> [Document passage]:
--- START ---
Those Brexit job losses? Recruiters say they've already started

Published Thu, Jun 9, 2016 · 05:23 AM

[NEW YORK] Pro-EU forces have warned that if Britain votes to exit the union on June 23, the country could lose almost a million jobs. Recruiters say the damage has already begun.

"Companies are pushing the pause button," said Kit Bingham, a partner at executive search firm Odgers Berndtson. An Odgers poll last month found that a quarter of directors at FTSE 350 companies would consider relocating at least part of their business if voters approve a Brexit.

Even with a vote to stay, some harm is inevitable, economists say.

The slowdown in hiring during the months of uncertainty before the poll will "come up in the GDP numbers," said Swati Dhingra, an assistant professor at the London School of Economics.
--- END ---
> [Exercise data]:
--- START ---
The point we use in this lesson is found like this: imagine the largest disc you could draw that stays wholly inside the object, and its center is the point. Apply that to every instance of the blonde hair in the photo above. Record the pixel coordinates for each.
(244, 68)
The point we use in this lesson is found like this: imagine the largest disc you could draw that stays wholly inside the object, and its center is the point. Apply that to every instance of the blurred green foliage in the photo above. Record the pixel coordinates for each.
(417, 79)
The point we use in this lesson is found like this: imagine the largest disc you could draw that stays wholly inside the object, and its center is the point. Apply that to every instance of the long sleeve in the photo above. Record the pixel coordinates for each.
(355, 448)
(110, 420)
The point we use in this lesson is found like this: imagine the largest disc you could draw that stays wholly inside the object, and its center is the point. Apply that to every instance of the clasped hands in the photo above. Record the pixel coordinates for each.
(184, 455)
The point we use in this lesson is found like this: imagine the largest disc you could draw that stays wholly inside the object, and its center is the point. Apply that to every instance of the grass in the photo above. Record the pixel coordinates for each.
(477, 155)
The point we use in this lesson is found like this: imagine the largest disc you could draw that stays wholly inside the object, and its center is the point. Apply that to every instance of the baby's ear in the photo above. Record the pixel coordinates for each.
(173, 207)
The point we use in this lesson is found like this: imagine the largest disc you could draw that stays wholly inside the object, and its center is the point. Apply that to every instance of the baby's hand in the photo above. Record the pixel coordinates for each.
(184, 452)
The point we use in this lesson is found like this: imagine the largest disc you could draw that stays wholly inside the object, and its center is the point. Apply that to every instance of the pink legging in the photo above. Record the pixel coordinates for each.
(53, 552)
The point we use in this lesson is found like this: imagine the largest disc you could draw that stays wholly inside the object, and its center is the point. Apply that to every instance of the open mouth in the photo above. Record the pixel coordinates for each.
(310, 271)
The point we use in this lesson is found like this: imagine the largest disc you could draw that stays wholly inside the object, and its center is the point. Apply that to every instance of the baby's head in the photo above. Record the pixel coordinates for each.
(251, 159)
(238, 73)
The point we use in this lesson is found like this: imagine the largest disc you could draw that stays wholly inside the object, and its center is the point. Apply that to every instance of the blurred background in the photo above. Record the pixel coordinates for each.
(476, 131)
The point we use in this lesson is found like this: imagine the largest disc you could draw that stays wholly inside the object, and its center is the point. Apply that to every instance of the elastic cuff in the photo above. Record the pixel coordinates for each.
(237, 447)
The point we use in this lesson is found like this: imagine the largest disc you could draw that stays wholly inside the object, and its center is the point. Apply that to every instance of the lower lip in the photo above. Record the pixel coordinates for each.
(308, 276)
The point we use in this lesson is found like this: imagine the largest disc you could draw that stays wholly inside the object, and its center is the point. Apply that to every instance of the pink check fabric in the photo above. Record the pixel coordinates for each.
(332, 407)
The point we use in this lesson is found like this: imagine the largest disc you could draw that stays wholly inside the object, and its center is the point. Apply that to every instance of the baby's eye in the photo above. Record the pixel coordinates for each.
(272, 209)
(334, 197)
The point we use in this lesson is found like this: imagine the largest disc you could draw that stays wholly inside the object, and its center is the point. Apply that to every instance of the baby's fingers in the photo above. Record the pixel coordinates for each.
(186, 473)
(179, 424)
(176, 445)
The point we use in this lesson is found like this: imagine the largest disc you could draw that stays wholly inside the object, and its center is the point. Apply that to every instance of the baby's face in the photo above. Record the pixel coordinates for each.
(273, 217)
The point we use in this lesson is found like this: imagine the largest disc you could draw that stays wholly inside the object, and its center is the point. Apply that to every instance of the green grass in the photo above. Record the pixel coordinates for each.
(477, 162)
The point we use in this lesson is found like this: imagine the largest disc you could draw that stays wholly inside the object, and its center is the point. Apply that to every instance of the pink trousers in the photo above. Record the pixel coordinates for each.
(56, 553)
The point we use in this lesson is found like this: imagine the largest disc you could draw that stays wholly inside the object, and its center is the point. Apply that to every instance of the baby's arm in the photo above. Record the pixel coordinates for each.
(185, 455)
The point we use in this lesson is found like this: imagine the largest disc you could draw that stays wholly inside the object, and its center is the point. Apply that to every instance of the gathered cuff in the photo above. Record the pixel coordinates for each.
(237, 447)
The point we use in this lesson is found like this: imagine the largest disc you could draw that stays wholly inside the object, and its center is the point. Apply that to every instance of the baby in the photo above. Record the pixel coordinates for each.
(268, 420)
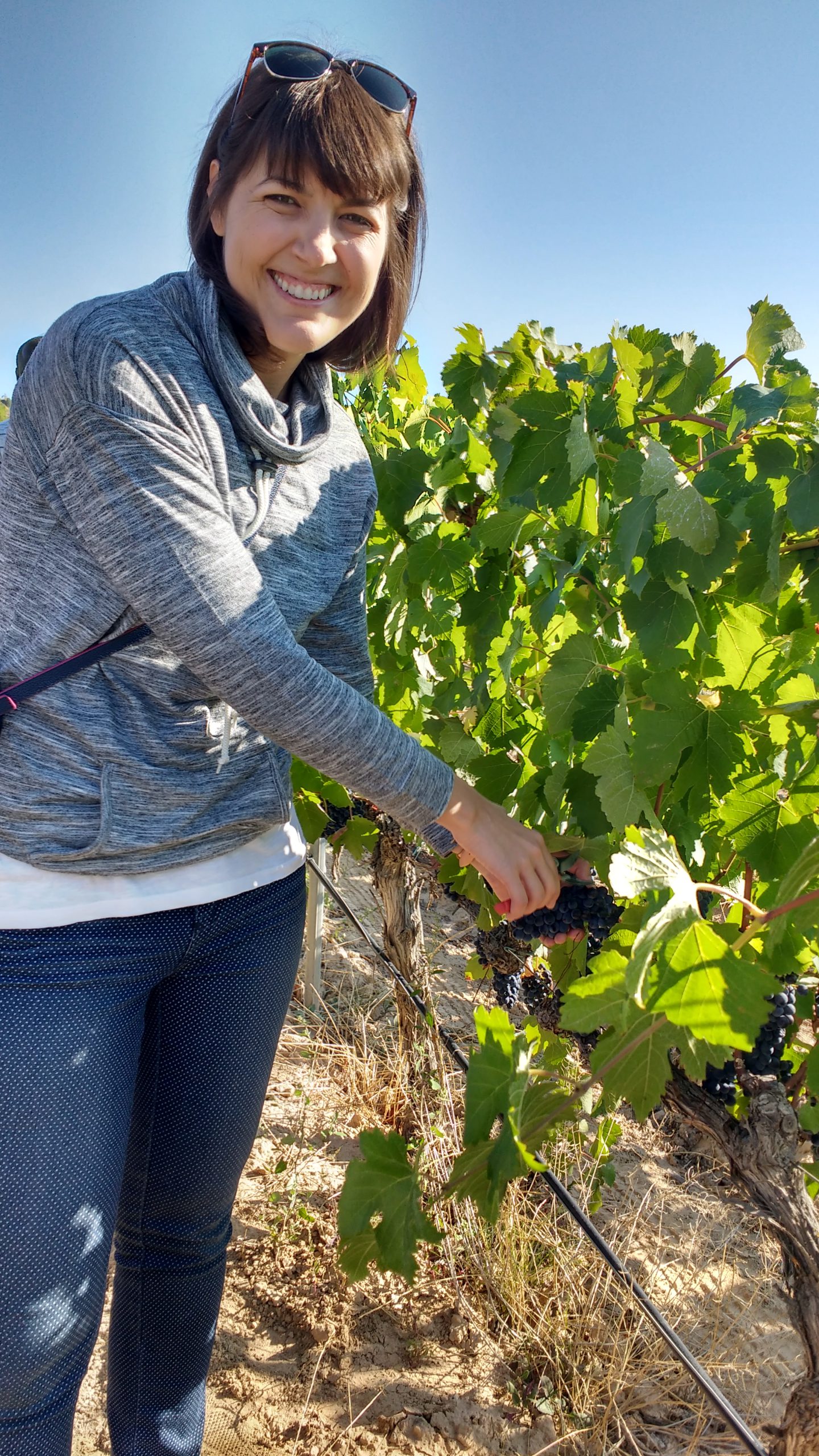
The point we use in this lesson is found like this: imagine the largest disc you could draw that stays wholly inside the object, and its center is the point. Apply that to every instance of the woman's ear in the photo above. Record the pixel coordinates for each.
--- END ---
> [Work instructions]:
1. In the Brexit hiring article, what share of directors at FTSE 350 companies would consider relocating at least part of their business if voters approve a Brexit?
2. Decide whether each statement agrees with the Brexit hiring article, answering yes or no and quoting the words that settle it: (a) Kit Bingham is a partner at Odgers Berndtson. (b) Economists say a vote to stay would cause no harm. (c) Swati Dhingra is a full professor at the London School of Economics.
3. Write the next part of the Brexit hiring article, picking up after its final sentence.
The data plays no part in this work.

> [Answers for this exercise]:
1. A quarter of them.

2.
(a) Yes: "Kit Bingham, a partner at executive search firm Odgers Berndtson."
(b) No: "Even with a vote to stay, some harm is inevitable, economists say."
(c) No: "an assistant professor at the London School of Economics."

3.
"There's going to be a lag. It won't recover overnight." Recruiter Randstad UK found that 17 per cent of 340 professionals polled in May had already frozen hiring, while 25 per cent were turning to short-term contracts to fill jobs.

The recruiting slowdown "is having an impact right now," said Sir Andrew Likierman, Dean of the London Business School.

In human resources, hiring was down by 28 per cent in the first five months of the year, according to Digby Morgan, the Randstad unit that focuses on that field. And polls predicting a close vote have contributed to the shift, according to Tom Forrest, Digby Morgan's managing director.

"In a way, it's a self-fulfilling prophecy," Mr Forrest said. "The more everyone talks, the more everyone believes it. Our clients crave certainty."

A vote to leave would hit financial services particularly hard.

About 340,000 EU citizens work in the British finance sector, roughly 18 per cent of the Europeans employed in the UK, according to data from the University of Oxford.

Deutsche Bank AG and HSBC Holdings have said they are likely to move some employees to the Continent in the event of a vote to quit the union. JPMorgan, the largest US bank, said it might move a quarter of its 16,000 British workers to Europe.

"Brexit could mean fewer JPMorgan jobs in the UK and more jobs in Europe," said Jamie Dimon, the bank's chief executive officer.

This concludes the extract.